=== DATA IN THIS EXERCISE ===

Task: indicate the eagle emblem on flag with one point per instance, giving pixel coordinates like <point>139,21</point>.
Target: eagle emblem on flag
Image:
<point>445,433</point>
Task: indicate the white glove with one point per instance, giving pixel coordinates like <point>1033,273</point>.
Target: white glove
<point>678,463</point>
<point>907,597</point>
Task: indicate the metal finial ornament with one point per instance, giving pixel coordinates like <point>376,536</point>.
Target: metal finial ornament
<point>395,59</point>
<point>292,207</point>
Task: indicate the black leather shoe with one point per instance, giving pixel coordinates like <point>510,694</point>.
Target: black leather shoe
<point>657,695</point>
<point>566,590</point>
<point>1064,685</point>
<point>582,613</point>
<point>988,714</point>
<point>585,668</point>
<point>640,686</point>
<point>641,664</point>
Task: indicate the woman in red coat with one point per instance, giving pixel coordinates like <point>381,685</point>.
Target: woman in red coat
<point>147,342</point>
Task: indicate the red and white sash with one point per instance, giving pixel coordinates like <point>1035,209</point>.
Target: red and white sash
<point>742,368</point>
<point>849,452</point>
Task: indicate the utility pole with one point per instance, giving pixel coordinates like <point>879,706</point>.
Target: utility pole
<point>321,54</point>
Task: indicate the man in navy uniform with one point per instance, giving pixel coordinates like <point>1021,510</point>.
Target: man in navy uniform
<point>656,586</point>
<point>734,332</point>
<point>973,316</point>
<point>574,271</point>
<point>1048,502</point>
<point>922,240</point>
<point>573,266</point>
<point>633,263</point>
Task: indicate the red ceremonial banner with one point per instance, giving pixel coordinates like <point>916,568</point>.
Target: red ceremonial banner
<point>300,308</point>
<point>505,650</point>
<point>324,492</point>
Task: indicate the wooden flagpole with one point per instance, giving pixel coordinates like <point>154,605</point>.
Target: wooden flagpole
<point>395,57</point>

===

**EXERCISE:** Search the data above for the word "giving", then gather each line in which it appears.

**ANSWER TO THE EXERCISE:**
Task: indicate the eagle emblem on flag with one point per instance, giving pixel coordinates like <point>139,21</point>.
Task: indicate the white glove with one point per instance, giving pixel coordinates like <point>1033,273</point>.
Task: indicate the metal finial ornament with one point per instance, giving pixel coordinates like <point>376,536</point>.
Task: indicate the black leather shoe with one point per instance, giving pixel coordinates like <point>510,694</point>.
Task: indicate the woman in red coat with one point per instance, giving pixel coordinates like <point>381,685</point>.
Task: indicate the red and white sash with one point per instance, giving pixel coordinates like <point>1035,209</point>.
Task: indicate the utility pole with one point per instance, giving pixel coordinates like <point>879,706</point>.
Task: indicate the man in navy uniform with one point per instance, giving pixel coordinates like <point>1021,510</point>.
Task: indicate the red ceremonial banner with one point per instance, giving pixel coordinates like <point>916,568</point>.
Task: indicate the wooden flagpole with one point per instance, giving pixel coordinates like <point>154,605</point>.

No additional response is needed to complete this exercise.